PROBLEM 1 –
For each statement below, say whether it agrees with the Elder Creek prescribed burn text. Answer yes or no, and quote the words from the text that decide it.
(a) The study is funded through the BC Forest Science Program.
(b) Whitebark pine seedlings grow well in shade.
(c) Dr. McClellan has researched the bear population in the Flathead since the 1990s.
PROBLEM 2 –
Write out the passage of the Elder Creek prescribed burn text between "Keifer Ecological Services" and "and tree species.", inclusive, with no change to its wording.

EXERCISE PASSAGE –
Keifer Ecological Services

MOE Elder Creek Prescribed Burn


KES, through funding from the BC Forest Science Program, is leading a study in conjunction with the Ministry of Environment (MOE) to determine what conditions produce the best huckleberry sites to guide huckleberry management and restoration efforts.  This project seeks to reintroduce fire to Elder Creek with the goal of enhancing bear habitat through increased huckleberry production.

This project has the following objectives: 1) enhancing huckleberry productivity; 2) restore conditions suitable for whitebark pine re-invasion; and 3) reduce coverage of competing shrub and tree species.

The black huckleberry (Vaccinium membranaceum) is perhaps the most loved of the wild berries in the Kootenay’s by people and both species of our bears.  In order for grizzly bears to reproduce and survive the winter they must gain large amounts of weight, throughout the summer huckleberries are believed to be the key food source in the East Kootenay.  Huckleberries are widely known to benefit from fire and other forms of disturbance that reduce forest cover.  Prior to the era of Smokey the Bear and fire suppression, wildfires were allowed to burn freely over the landscape resulting in sizeable areas being burnt on a random basis.  Once we started aggressively fighting forest fires, a key result was that fires significance on the landbase decreased, while at the same time the impacts of logging increased.  This shift in disturbance patterns has led to many of the best huckleberry patches now being found in logged areas and a decline in huckleberry sites outside of logged areas. 

The Flathead Valley is well known for having a sizeable population of grizzly bears a species highly dependant on the productivity of huckleberries.  Dr. Bruce McClellan is a wildlife biologist with the Ministry of Forests and Range (MOFR) who has been researching the bear population in the Flathead since the 1980’s.  His research has documented a significant loss of bear habitat utilisation in Elder Creek a small drainage within the Flathead located between Sage and Kishenena Creeks.  He has observed a corresponding drop in huckleberry productivity over this time that most likely explains the change in usage.  Through Dr. McClellan’s research it has been recommended that this valley’s huckleberry habitat be restored through the use of fire.

Preliminary surveys of the huckleberry restoration area have also identified that stands of provincially blue-listed whitebark pine are common in the area.  This high elevation pine species is also an important food source for grizzly bears and other species of wildlife. Fortunately whitebark pine also benefits from fire, as its seedlings grow poorly in the shade.  The prescribed burn plan has been designed to retain whitebark pine trees on the landscape while sufficiently reducing forest cover to permit regeneration of both huckleberries and whitebark pine.

In order to accurately assess the benefits of this work over time, black huckleberry response will be monitored using the methods developed within the huckleberry productivity research (see Ethnobotany and NTFP Research Projects); and the whitebark pine response will be monitored using permanent monitoring stations established prior to implementation of the burn.

The implementation of this plan is agreeable to a number of concerned parties including wildlife managers, foresters, guide-outfitters, and trappers in the subject area.  The objectives are all achievable through the implementation of a prescribed burn, particularly if pre-burn fuel treatments are conducted.

INFORMATION –
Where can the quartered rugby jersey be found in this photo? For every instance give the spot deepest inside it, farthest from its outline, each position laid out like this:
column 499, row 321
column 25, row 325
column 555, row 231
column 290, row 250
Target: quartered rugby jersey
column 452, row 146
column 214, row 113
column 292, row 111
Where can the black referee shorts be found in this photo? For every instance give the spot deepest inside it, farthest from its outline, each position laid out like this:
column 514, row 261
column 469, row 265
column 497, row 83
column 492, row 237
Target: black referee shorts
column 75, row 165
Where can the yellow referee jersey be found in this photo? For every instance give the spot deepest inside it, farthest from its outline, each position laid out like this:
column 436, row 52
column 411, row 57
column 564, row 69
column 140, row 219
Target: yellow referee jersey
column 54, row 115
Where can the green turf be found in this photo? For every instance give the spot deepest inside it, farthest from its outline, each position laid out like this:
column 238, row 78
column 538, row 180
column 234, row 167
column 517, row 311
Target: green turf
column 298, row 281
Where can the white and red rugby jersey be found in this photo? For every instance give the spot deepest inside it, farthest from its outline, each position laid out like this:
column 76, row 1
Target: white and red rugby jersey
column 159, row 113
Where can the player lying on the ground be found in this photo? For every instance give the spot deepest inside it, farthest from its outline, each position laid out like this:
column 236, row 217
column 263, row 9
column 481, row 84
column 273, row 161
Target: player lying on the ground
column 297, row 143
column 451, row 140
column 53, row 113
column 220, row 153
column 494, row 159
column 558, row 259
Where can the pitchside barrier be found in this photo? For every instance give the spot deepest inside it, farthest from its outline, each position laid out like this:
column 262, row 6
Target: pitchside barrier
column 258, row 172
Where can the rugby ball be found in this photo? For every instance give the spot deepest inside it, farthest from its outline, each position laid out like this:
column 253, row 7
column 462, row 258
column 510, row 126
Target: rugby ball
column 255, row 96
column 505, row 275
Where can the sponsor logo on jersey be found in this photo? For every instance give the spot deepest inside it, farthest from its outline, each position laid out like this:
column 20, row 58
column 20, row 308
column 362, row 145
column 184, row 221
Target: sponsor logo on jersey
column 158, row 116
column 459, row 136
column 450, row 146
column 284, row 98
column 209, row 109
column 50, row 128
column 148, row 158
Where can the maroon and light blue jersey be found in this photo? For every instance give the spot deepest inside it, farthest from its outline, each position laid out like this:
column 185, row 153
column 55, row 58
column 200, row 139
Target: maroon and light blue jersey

ANSWER AREA 1 –
(a) Yes: "KES, through funding from the BC Forest Science Program, is leading a study"
(b) No: "its seedlings grow poorly in the shade"
(c) No: "has been researching the bear population in the Flathead since the 1980’s"

ANSWER AREA 2 –
Keifer Ecological Services

MOE Elder Creek Prescribed Burn


KES, through funding from the BC Forest Science Program, is leading a study in conjunction with the Ministry of Environment (MOE) to determine what conditions produce the best huckleberry sites to guide huckleberry management and restoration efforts.  This project seeks to reintroduce fire to Elder Creek with the goal of enhancing bear habitat through increased huckleberry production.

This project has the following objectives: 1) enhancing huckleberry productivity; 2) restore conditions suitable for whitebark pine re-invasion; and 3) reduce coverage of competing shrub and tree species.